▶ **DATASET RECORDS**:
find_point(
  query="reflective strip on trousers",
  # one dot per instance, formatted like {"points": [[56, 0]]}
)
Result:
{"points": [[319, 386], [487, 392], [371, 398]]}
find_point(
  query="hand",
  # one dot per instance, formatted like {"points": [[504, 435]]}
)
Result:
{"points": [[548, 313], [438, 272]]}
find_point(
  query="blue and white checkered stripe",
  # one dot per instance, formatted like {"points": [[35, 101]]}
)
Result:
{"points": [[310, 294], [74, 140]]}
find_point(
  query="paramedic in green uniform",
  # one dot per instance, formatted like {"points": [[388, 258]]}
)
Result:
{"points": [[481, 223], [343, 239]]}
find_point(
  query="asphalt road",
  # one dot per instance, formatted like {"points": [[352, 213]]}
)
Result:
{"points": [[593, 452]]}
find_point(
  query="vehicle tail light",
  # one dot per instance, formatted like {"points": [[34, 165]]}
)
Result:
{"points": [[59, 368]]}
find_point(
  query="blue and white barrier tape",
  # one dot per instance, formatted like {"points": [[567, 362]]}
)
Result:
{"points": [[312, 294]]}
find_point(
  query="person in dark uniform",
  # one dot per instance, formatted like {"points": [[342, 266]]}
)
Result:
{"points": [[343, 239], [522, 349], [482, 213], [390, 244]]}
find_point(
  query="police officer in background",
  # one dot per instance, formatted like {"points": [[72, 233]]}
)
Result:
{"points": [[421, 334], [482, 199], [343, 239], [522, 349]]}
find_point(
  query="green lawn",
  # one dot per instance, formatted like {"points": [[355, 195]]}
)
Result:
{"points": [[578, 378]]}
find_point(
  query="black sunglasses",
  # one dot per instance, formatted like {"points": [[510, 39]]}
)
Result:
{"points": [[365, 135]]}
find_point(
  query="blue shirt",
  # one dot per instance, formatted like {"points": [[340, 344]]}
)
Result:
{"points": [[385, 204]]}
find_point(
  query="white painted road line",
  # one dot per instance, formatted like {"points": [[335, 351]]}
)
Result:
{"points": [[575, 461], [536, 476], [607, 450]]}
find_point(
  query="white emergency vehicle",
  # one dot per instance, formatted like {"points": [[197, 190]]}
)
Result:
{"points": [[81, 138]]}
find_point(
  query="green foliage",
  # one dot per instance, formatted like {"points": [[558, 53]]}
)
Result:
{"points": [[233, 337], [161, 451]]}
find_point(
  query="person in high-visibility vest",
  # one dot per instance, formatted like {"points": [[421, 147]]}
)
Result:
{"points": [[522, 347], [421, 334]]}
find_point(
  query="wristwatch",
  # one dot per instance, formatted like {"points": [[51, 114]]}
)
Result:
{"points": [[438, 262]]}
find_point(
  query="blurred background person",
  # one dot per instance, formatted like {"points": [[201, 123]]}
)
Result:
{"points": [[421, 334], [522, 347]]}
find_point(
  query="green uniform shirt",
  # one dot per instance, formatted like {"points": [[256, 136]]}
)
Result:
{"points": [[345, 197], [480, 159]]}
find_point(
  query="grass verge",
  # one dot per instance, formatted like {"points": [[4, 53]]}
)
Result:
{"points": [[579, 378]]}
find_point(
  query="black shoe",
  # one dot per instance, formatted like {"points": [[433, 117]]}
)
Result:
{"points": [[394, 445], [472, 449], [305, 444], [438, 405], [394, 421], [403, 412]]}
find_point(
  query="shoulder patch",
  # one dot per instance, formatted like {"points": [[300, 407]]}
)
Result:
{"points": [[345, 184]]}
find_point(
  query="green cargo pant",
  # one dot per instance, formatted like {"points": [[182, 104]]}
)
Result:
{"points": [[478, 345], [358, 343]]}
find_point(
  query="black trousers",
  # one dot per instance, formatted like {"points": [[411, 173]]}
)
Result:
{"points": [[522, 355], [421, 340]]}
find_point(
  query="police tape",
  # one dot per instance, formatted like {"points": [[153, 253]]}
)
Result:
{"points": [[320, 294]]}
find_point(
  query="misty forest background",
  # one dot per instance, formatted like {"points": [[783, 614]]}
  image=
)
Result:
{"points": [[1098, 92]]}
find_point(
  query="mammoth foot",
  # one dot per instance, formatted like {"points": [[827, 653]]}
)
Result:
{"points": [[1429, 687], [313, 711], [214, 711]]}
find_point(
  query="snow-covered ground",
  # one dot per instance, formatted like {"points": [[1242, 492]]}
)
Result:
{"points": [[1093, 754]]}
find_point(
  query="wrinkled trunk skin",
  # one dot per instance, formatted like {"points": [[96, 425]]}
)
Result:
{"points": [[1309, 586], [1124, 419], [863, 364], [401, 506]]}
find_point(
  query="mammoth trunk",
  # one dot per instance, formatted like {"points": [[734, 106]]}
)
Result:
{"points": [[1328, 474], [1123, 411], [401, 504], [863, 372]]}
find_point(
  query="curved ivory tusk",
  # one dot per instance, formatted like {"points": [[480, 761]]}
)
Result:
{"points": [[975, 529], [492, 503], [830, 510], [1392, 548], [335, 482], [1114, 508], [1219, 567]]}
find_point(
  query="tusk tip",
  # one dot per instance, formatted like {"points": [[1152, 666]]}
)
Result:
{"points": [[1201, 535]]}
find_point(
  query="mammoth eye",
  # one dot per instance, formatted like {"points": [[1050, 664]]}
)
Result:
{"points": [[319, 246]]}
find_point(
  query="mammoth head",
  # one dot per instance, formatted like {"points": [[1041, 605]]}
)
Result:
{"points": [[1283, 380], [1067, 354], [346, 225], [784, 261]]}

▶ **DIRECTION**: Find every line in the records above that contains the string "trunk", and copy each of those lines in full.

▶ **WRITTEN RESPONSE**:
  query="wrinkled trunk skin",
  query="mammoth trunk",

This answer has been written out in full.